Name	Comparison	#	imreader	Color	Orient	PPC	CPB	HOGCH	Spatial	Hbin	FeatVLen	HOGsec	TRNsec	TESTsec	Acc
Fast	6	9	cv2	YCrCb	10	8	2	[0-1]	16	None	4688	58.86	2.622	0.0445	0.9911
Best	7	6	cv2	YCrCb	9	8	2	ALL	16	128	6444	94.05	4.263	0.0574	0.9934

The final code for performing parameters test is given in crossval.py.

####3. Describe how (and identify where in your code) you trained a classifier using your selected HOG features (and color features if you used them).

After deciding the parameters as in the previous section, I used the Classifier class, which is located in the 13th code cell, to train the SVM classifier. The LinearSVC class of sklearn.svm module was used to train the SVM. Before training, the extracted features were normalized using StandardScaler class of sklearn.preprocessing module.

###Sliding Window Search

####1. Describe how (and identify where in your code) you implemented a sliding window search. How did you decide what scales to search and how much to overlap windows?

The sliding window search was performed with classification. The functions for this operation are called find_cars. There are three functions, find_cars_multi (code cell 17) was used with SVM classifiers. It takes ystart_list, ystop_list, and height_list, and performs classification for all different scales. In order to make the process faster, this process added the features in the test_images list. Then run the classifier once, and loop through the features that are predicted to be cars. The function find_cars_multi_log (code cell 16) was almost the same function with find_cars_multi, and was used for debugging and logging. The function find_cars_cnn (code cell 18) performs the same operation but instead of extracting features, and predicting with SVM, it predicts with CNN.

## Information supplied
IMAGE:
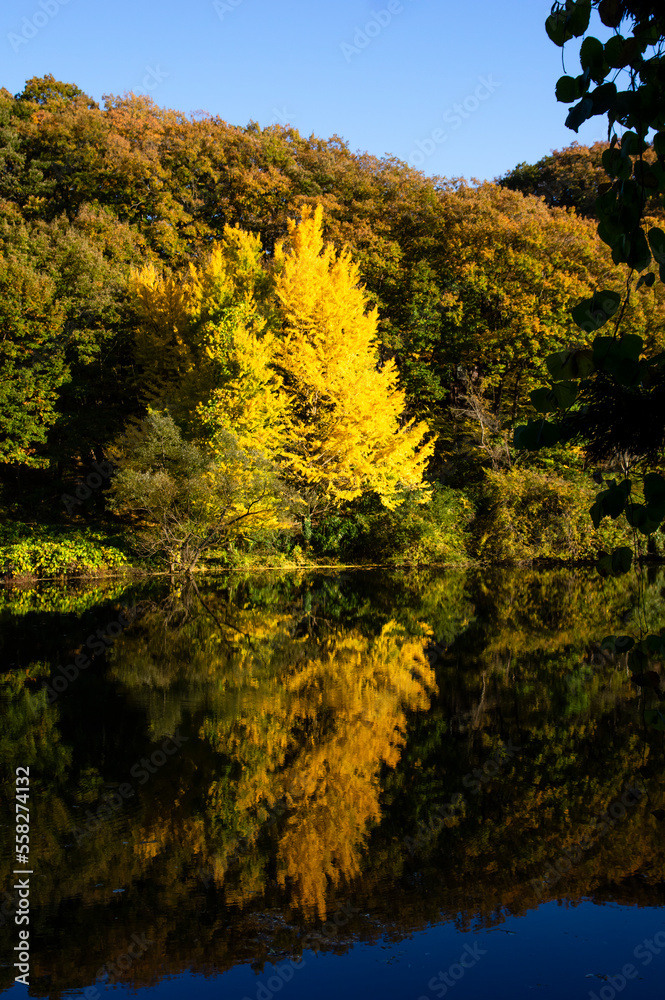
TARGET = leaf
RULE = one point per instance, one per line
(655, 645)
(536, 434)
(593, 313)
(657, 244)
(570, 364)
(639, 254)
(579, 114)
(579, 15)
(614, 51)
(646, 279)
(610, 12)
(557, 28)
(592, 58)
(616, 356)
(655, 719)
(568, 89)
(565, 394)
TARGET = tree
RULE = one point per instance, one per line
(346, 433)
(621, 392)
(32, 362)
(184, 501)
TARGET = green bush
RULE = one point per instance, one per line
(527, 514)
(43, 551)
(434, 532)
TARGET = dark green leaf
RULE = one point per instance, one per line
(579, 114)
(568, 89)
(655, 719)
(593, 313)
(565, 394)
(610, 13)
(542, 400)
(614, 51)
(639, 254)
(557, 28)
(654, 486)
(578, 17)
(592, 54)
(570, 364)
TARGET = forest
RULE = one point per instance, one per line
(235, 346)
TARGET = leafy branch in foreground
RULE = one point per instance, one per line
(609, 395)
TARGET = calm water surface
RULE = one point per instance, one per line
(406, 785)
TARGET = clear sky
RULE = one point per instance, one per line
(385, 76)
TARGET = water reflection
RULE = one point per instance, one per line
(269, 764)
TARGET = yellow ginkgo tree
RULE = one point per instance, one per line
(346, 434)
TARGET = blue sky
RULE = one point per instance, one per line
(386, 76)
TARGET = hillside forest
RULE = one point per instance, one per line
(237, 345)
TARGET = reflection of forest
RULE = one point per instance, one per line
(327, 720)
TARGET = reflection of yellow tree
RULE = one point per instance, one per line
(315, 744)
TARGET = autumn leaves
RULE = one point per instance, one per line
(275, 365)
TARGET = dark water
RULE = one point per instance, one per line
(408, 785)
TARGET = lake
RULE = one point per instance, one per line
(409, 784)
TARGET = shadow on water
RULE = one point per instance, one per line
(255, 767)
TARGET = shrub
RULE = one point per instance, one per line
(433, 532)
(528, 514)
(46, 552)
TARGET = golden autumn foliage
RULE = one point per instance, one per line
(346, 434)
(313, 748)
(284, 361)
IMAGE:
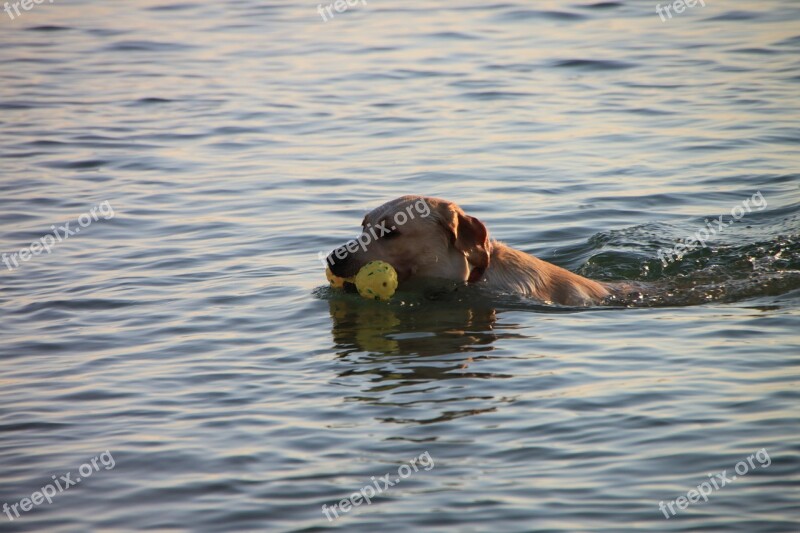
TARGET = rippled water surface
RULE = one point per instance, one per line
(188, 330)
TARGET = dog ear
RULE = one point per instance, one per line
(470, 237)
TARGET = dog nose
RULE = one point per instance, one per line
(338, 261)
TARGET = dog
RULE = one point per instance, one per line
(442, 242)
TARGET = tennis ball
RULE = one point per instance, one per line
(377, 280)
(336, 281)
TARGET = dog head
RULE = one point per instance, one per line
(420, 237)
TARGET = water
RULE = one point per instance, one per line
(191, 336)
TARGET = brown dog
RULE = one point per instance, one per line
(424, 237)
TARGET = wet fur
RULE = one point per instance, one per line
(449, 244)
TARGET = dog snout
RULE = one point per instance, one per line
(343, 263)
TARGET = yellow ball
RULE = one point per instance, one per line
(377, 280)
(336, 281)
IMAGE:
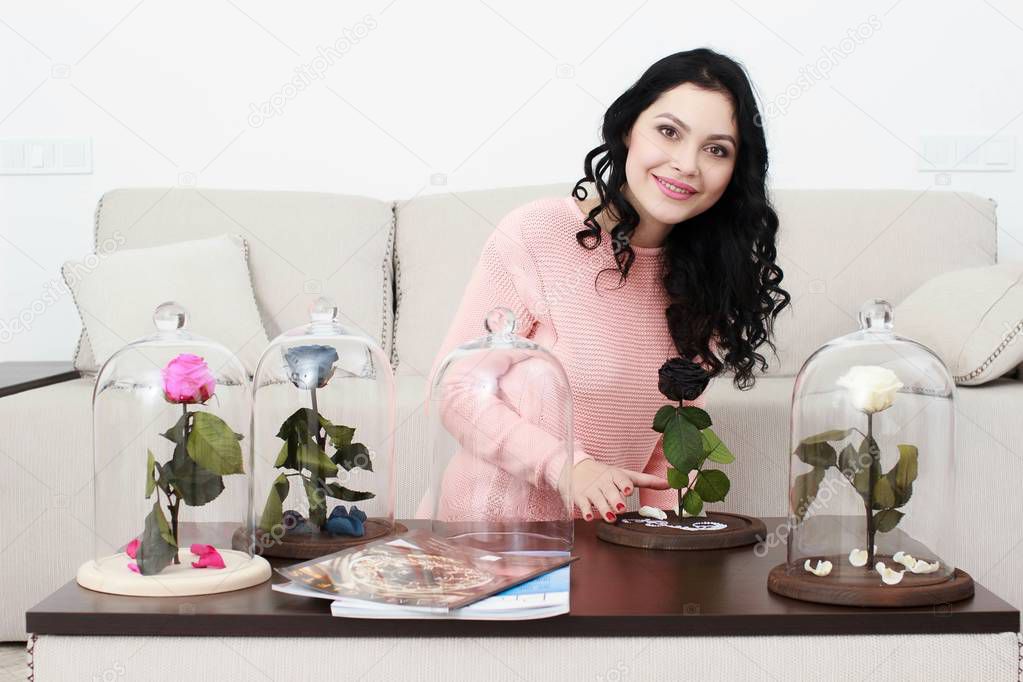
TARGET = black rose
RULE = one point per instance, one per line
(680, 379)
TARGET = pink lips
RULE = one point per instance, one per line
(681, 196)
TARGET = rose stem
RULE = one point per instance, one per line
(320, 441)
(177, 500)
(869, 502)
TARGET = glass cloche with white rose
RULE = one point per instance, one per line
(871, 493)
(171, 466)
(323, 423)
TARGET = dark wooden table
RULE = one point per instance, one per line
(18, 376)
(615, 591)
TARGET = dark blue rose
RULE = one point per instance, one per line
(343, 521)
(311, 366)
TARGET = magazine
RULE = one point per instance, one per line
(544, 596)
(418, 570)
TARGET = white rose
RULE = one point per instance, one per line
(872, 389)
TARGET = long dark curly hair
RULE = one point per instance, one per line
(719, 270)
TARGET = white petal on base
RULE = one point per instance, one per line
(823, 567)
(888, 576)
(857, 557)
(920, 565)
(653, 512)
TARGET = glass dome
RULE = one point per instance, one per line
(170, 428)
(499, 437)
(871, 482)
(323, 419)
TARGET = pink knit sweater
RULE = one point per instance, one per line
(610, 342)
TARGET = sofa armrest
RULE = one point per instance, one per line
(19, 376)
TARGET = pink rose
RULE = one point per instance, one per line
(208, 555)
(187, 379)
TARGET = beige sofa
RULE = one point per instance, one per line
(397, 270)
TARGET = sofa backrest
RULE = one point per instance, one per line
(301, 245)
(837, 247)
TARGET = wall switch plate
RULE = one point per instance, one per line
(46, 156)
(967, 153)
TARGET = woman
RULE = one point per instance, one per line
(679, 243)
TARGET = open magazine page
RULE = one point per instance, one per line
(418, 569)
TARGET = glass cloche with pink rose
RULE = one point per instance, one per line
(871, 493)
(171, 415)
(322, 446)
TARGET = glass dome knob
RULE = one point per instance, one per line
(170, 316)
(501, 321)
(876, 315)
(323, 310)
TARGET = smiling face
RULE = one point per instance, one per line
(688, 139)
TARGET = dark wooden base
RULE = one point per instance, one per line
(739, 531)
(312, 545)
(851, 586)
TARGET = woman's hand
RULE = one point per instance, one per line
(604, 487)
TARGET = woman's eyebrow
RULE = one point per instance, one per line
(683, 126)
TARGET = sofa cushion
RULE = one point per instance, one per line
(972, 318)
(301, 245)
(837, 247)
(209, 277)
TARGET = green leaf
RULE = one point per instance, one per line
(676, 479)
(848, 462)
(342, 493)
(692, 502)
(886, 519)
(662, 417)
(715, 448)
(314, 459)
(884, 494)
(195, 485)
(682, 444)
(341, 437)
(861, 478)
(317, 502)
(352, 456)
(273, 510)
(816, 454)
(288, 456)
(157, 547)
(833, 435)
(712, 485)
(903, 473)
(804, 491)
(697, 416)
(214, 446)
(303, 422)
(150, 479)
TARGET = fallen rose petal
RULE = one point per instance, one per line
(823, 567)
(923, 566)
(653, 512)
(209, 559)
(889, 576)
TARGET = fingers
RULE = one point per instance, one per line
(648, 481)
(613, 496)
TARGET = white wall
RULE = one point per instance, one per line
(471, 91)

## Written problem A
In the car-detection write-up, what was used to normalize the extracted features before training?
## Written problem B
Duplicate a passage of the car-detection write-up, starting at the words "####3. Describe how" and stopping after the words "to overlap windows?".

## Expected output A
The StandardScaler class of the sklearn.preprocessing module.

## Expected output B
####3. Describe how (and identify where in your code) you trained a classifier using your selected HOG features (and color features if you used them).

After deciding the parameters as in the previous section, I used the Classifier class, which is located in the 13th code cell, to train the SVM classifier. The LinearSVC class of sklearn.svm module was used to train the SVM. Before training, the extracted features were normalized using StandardScaler class of sklearn.preprocessing module.

###Sliding Window Search

####1. Describe how (and identify where in your code) you implemented a sliding window search. How did you decide what scales to search and how much to overlap windows?